Passage given
---+---

# Resources defending the traditional view of the Song of Solomon



## Reformed Covenanter (Jan 2, 2014)

What are the best audio or printed resources for defending the traditional view of the Song of Solomon? Also, what are most sober critiques of this viewpoint?


----------



## Leslie (Jan 2, 2014)

What is the traditional view of the Song of Solomon?


----------



## Reformed Covenanter (Jan 2, 2014)

Leslie said:


> What is the traditional view of the Song of Solomon?



The allegorical interpretation.


----------



## Reformed Covenanter (Jan 2, 2014)

I am just after reading Donald J. MacLean's article '"So great a love" - James Durham on Christ and his church in the Song of Solomon' in _Confessional Presbyterian Journal_ 5 (2009), pp 239-55. This is an outstanding essay, which helpfully overturns the myth that the Song of Solomon was allegorised owing to the influence of Greek philosophy.

Dr MacLean mentions some other essays that should be useful:

Iain D. Campbell, 'The Song of David's Son: interpreting the Song of Solomon in the light of the Davidic covenant', _Westminster Theological Journal_, 62, 1 (2000), pp 17-32.

Hugh Blair, 'Preaching from the Song of Solomon' in _Reformed Theological Journal_, 9 (1987), pp 47-58.

Maurice Roberts, 'Samuel Rutherford: the comings and goings of the heavenly bridegroom' in _The trials of Puritanism: papers read at the 1993 Westminster Conference_ (1993), pp 119-34.


----------



## JM (Jan 2, 2014)

John Gill:

Online: Gill's Archive
Download the pdf: Index of ./John Gill/


----------



## Reformed Covenanter (Jan 2, 2014)

---+---

The problem
Resume the forum thread about resources defending the traditional view of the Song of Solomon, picking up right after its last line.

Dataset extract
---+---

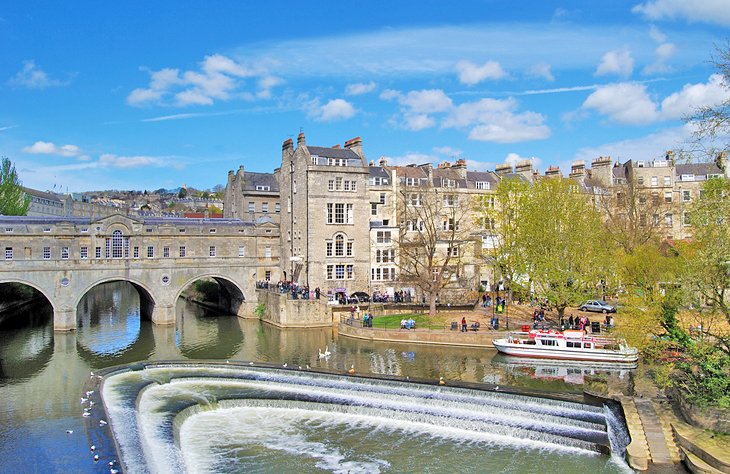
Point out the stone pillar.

---+---

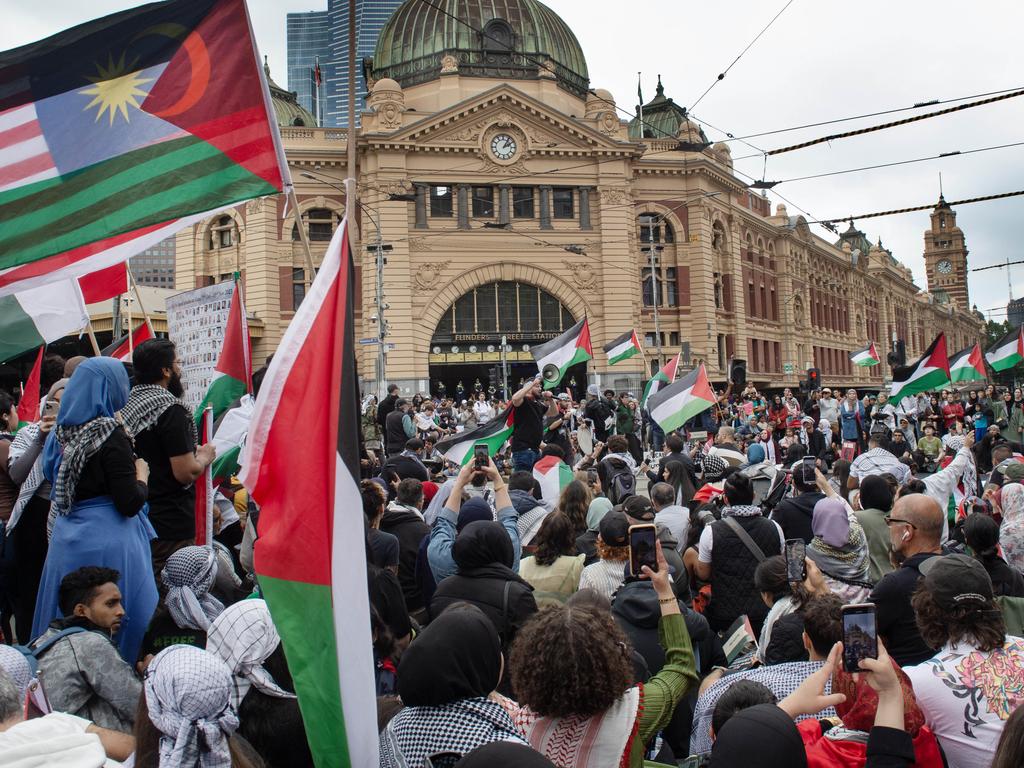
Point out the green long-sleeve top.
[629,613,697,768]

---+---

Answer to the task
JM said:


> John Gill:
> 
> Online: Gill's Archive
> Download the pdf: Index of ./John Gill/



Thanks, Jason. Although I am primarily looking for modern defences of the older Reformed position on the Song of Solomon, any links to earlier commentaries on this biblical book would be appreciated.


----------



## JP Wallace (Jan 2, 2014)

Daniel,

Iain D was the first name I thought of - here is a podcast from a few years ago on the subject which I think I remember was very good.

http://reformedforum.org/podcasts/ctc67/


----------



## GloriousBoaz (Jan 3, 2014)

I take Mark Driscoll's view. Ok I was going to just leave it at that, but I have to make sure you know that was a joke. I kinda have gone more toward a literal view because of Driscoll's approach. I don't find Driscoll as appalling as a lot of guys on here but at least his older teaching on Song of Solomon was a bit out there. So the traditional version is that it is an allegory for Christ and His bride? I honestly don't have a problem with that, I guess its just a matter of 2 ditches on either side; and keeping the balance.


----------



## ProtestantBankie (Jan 3, 2014)

Reformed Covenanter said:


> JM said:
> 
> 
> > John Gill:
> ...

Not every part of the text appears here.